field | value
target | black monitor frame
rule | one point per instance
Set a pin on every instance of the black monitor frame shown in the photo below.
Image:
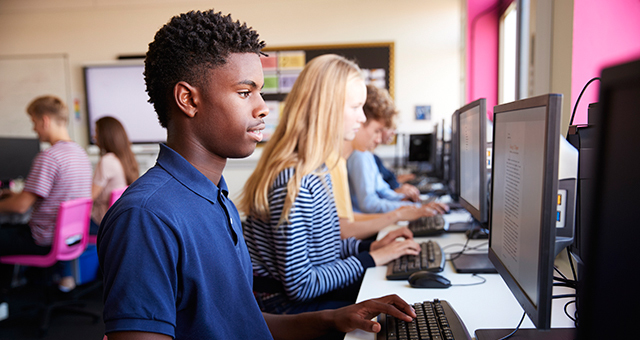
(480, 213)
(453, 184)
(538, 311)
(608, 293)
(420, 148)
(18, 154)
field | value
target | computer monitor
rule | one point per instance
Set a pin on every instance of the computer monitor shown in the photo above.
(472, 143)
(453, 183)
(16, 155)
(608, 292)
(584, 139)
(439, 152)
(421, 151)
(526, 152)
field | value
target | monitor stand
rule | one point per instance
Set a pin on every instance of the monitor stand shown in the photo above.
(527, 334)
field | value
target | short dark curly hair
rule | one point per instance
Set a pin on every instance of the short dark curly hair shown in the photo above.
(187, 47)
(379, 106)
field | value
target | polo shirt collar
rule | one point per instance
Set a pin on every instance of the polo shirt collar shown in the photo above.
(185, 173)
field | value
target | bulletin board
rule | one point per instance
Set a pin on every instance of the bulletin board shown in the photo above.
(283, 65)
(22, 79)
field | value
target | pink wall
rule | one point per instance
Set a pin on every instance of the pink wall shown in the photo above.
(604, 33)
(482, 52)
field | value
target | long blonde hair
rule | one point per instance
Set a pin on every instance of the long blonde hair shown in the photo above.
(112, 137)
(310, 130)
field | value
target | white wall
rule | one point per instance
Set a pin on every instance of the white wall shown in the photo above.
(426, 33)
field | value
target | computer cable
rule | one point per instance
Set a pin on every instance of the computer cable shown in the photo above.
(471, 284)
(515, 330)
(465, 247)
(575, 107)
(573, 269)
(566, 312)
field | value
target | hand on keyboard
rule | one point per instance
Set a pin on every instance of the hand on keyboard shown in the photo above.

* * *

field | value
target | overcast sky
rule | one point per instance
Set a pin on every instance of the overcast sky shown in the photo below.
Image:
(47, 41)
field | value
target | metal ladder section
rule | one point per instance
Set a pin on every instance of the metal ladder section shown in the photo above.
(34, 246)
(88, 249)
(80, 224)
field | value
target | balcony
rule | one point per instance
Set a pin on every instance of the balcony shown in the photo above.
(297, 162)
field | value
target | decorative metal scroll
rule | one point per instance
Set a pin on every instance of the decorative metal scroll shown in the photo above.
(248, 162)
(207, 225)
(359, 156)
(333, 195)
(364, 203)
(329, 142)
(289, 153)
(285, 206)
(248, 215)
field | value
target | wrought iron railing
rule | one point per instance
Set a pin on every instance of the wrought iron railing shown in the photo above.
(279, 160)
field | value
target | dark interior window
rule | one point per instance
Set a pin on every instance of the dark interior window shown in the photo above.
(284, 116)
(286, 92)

**TASK INSTRUCTIONS**
In the entries above, find each line with the word "black" and return it.

**TASK ANSWER**
target | black monitor frame
Set a pin on every instance of the black monitor frame shown in the photo below.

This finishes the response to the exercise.